Data listing:
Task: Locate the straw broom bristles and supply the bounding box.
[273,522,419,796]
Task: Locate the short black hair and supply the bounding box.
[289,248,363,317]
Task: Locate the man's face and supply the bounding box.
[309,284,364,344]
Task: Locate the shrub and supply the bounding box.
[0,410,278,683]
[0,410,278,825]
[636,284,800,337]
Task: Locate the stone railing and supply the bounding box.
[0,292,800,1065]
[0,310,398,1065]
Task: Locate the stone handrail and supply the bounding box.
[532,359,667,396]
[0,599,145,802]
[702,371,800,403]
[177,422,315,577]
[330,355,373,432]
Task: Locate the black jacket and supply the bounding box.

_The task_: Output everything from the line containing "Task: Locate the stone railing" down to the last of the rows, both ends included and with no changes.

_Solution_:
Task: Locate the stone railing and supply the bounding box.
[0,292,800,1065]
[0,310,398,1065]
Task: Locate the stone handrail and supply the bounding box.
[532,359,667,396]
[0,599,145,802]
[702,371,800,403]
[177,422,315,577]
[330,355,373,432]
Task: Locate the black jacket and supply the bounding box.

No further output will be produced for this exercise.